Segment Start: Excerpted passage

As you correctly point out the current Road Traffic Accident Portal requires that a further medical report will only be justified where it is recommended in the first expert’s report and that report has first been disclosed to the defendant [paragraph 7.8B (2) (a) and (b)].

In the new Pre-Action Protocol for Personal Injury Claims below the Small Claims Limit in Road Traffic Accidents (the RTA Small Claims Protocol), paragraph 7.6 provides that a further medical report will only be justified where it is recommended in the first expert’s report [paragraph 7.6 (1) (a)].

However, there is no requirement that the defendant be served with the first report, before a second report is obtained.

Paragraph 7.6 (5) reads:

“(5) paragraph 8.2 below explains the circumstances in which the claimant will be asked when obtaining a further medical report if they wish to disclose the first report to the compensator.”

Paragraph 8.2 (9) reads:

“(9) the claimant may also choose to release the medical report to compensator via the Portal when they request a further medical report under paragraph 7.6 above. The release of the medical report under this paragraph or under paragraph (8) above does not signify that the claimant is ready to settle the claim.”

Thus disclosure in the Small Claims Portal is voluntary, not compulsory.

Existing Scheme

  • Specific Question: “Thanks ..on the disclosure of 1st report before sub reports I have a present case and I argue that applies only if a stage 2  final offer is made and not interim is that right”

Segment End: Excerpted passage
Segment Start: Data for analysis

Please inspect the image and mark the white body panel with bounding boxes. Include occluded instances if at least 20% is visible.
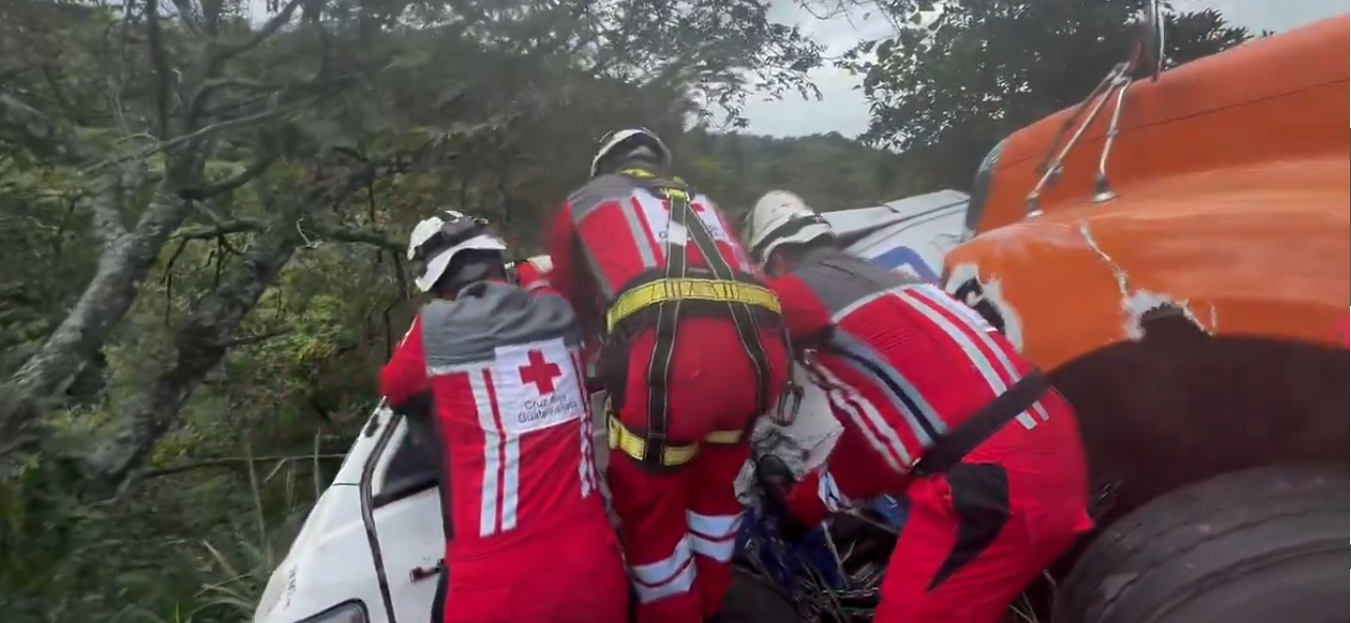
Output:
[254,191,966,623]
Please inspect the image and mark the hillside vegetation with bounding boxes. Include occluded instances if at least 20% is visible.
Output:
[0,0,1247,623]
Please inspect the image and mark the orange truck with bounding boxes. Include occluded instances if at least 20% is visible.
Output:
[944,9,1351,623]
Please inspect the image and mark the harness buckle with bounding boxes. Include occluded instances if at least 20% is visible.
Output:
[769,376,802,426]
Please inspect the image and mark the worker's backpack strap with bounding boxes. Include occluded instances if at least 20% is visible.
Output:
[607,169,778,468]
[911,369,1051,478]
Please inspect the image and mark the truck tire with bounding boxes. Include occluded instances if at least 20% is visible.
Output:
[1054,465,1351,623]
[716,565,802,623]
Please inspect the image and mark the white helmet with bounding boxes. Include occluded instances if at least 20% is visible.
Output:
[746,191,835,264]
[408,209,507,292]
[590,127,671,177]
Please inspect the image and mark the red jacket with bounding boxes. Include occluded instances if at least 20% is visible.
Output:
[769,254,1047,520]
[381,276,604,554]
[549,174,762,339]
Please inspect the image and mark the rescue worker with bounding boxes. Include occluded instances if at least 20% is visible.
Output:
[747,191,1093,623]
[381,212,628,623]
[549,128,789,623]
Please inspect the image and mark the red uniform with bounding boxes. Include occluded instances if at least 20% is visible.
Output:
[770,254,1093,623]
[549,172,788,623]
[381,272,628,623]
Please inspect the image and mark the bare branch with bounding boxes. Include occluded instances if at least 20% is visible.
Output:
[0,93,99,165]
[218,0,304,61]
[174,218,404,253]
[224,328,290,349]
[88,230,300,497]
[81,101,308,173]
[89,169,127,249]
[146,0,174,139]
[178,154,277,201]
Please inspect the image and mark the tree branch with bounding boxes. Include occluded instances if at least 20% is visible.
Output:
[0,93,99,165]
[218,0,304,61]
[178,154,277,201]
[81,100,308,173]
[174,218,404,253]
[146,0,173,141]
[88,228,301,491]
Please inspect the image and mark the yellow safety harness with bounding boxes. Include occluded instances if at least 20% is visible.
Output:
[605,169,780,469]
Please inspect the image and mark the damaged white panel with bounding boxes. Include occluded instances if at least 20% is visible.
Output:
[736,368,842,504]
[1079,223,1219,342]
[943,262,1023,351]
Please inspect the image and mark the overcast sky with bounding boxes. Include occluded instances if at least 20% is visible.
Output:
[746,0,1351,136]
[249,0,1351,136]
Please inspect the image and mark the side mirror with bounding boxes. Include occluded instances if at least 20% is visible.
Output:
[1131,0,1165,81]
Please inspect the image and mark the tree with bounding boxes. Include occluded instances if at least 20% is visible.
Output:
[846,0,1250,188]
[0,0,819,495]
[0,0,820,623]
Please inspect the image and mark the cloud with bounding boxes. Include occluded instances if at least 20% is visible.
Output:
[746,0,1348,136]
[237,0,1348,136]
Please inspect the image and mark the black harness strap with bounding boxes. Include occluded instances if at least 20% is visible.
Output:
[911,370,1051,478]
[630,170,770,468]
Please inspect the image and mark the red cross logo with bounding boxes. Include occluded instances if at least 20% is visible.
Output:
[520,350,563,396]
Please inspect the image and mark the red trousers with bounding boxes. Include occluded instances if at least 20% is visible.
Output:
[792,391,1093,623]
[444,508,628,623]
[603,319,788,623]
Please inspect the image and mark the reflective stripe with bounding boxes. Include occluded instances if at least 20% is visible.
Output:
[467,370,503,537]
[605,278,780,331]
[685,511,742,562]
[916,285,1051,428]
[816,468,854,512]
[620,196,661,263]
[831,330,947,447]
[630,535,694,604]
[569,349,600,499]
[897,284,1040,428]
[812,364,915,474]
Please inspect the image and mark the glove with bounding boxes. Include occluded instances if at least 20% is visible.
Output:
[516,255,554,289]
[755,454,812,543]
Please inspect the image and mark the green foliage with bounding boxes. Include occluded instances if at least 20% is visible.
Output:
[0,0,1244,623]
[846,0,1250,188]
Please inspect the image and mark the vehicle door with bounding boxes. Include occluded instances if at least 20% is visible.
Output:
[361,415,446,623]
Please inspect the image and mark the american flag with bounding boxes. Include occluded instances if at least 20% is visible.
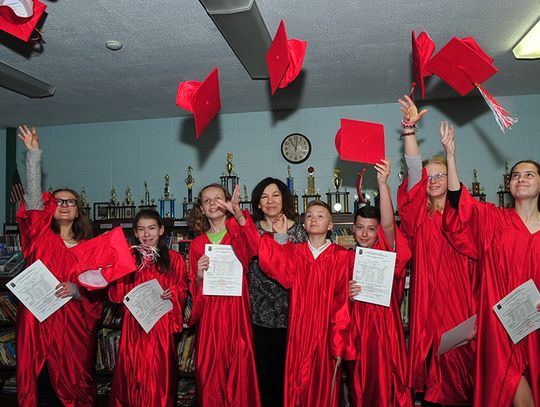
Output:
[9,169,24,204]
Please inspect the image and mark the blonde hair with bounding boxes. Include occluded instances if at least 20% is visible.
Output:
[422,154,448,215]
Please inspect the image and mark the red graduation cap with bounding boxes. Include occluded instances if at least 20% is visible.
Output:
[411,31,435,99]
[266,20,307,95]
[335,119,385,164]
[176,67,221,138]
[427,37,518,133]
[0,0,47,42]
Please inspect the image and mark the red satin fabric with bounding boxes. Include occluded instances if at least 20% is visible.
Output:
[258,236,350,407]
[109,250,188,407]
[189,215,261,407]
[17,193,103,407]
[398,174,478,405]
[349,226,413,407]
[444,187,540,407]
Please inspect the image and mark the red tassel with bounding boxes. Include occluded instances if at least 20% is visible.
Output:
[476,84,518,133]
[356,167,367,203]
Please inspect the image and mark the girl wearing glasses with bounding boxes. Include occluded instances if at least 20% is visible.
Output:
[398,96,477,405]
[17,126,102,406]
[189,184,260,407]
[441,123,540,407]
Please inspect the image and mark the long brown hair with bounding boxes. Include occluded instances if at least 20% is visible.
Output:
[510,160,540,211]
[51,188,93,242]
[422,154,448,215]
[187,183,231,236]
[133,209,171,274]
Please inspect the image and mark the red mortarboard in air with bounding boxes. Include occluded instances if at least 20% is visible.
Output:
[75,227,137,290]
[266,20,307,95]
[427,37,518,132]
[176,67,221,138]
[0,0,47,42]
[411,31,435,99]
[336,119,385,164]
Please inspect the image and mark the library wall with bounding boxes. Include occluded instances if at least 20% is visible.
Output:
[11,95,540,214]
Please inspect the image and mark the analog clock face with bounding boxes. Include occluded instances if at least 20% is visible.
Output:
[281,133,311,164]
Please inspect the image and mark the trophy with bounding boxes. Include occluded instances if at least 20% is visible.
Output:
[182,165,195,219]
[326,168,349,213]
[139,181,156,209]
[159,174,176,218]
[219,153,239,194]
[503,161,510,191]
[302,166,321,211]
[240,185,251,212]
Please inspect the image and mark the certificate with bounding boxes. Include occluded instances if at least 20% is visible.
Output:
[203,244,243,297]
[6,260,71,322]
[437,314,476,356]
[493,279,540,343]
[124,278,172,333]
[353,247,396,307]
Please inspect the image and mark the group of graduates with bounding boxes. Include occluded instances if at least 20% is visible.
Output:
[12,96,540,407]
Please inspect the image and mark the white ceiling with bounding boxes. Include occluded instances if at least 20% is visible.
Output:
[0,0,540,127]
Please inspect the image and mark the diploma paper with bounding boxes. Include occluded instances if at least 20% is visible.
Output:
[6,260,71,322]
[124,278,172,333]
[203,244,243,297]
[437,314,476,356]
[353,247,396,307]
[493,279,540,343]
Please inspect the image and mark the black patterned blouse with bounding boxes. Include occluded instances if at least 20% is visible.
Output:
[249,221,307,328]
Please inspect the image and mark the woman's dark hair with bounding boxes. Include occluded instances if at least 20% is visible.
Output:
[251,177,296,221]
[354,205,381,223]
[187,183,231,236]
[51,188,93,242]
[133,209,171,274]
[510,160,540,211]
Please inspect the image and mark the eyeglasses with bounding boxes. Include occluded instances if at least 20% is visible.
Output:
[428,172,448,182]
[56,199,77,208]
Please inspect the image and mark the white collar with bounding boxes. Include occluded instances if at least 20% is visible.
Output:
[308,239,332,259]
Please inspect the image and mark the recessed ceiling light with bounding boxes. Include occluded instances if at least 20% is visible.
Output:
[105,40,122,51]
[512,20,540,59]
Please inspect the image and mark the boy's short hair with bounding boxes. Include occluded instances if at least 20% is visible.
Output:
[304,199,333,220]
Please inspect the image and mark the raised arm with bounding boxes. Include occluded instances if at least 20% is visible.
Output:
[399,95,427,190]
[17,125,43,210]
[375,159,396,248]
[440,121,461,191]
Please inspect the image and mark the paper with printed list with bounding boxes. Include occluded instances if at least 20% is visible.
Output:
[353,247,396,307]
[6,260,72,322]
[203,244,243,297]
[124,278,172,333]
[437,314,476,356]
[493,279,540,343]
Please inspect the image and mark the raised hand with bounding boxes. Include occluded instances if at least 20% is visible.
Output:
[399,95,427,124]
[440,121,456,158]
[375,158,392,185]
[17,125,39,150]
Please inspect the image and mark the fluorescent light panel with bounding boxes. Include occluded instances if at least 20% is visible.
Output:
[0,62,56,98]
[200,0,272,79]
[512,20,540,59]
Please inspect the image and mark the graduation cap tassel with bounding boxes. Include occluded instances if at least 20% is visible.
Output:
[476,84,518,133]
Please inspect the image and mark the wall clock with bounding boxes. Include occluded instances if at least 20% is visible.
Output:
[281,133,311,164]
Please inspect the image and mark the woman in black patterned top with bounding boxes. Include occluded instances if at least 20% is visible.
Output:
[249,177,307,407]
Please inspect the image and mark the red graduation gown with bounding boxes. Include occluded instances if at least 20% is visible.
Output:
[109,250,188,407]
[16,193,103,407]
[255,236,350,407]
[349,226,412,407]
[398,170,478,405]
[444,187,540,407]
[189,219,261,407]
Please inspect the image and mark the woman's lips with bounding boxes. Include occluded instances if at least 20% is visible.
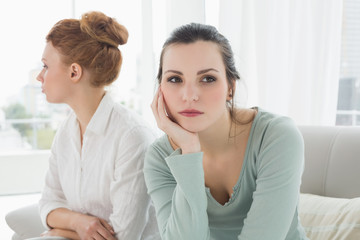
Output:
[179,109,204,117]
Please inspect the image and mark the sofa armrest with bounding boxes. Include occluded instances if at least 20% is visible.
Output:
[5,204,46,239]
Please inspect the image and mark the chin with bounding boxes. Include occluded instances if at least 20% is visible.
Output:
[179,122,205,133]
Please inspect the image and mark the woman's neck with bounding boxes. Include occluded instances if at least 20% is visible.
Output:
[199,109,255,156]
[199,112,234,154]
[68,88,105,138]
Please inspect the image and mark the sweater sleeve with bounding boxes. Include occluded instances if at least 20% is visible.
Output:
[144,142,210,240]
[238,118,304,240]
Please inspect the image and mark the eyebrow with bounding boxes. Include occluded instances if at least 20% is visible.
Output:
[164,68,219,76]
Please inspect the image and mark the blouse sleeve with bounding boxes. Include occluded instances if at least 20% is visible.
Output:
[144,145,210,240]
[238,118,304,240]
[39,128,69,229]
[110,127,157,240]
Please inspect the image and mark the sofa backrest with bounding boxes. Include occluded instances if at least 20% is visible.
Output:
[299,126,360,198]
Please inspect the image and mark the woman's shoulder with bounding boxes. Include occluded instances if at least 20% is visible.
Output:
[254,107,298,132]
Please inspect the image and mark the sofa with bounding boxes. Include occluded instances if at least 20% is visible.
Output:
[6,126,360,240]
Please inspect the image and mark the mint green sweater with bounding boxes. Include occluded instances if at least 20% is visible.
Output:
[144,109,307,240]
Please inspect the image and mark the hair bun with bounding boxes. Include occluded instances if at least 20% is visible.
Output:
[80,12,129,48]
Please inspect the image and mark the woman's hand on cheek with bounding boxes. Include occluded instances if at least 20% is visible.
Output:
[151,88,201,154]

Segment End: Data for analysis

[Task A] Quote the passage on disclosing medical reports word for word, starting at "In the new Pre-Action" and ending at "[paragraph 7.6 (1) (a)].".
[Task B] Extend the passage on disclosing medical reports, picking up right after its final line.
None of the material is required here.

[Written reply A]
In the new Pre-Action Protocol for Personal Injury Claims below the Small Claims Limit in Road Traffic Accidents (the RTA Small Claims Protocol), paragraph 7.6 provides that a further medical report will only be justified where it is recommended in the first expert’s report [paragraph 7.6 (1) (a)].

[Written reply B]
Answer: No, it is not right.

The existing Road Traffic Accident Portal differentiates between:

  • Medical Reports – all claims;
  • All claims other than Soft Tissue Injury Claims – subsequent Medical Reports;
  • Soft Tissue Injury Claims – Medical Reports.

I do not know what type of claim you are referring to.

The requirement to disclose the first report before obtaining further reports only applies in Soft Tissue Injury Claims and the relevant provision is 7.8B (2) (b).

As set out elsewhere in this email, that provision is not carried over into the new Road Traffic Accident Small Claims Protocol.

Bankrupt Claimants

  • Specific Question: “Bankrupt Claimants – if they fit all of the criteria but are identified as bankrupt at the outset would you simply bypass the OIC and MOJ portal, with a letter of claim? If the bankruptcy is shortly to be discharged do you think we would be criticised for remaining outside of the OIC process?”

Answer: It is not a question of bypassing the Portal; bankrupt claimants are excluded from the Portal process by paragraph 4.3 (h).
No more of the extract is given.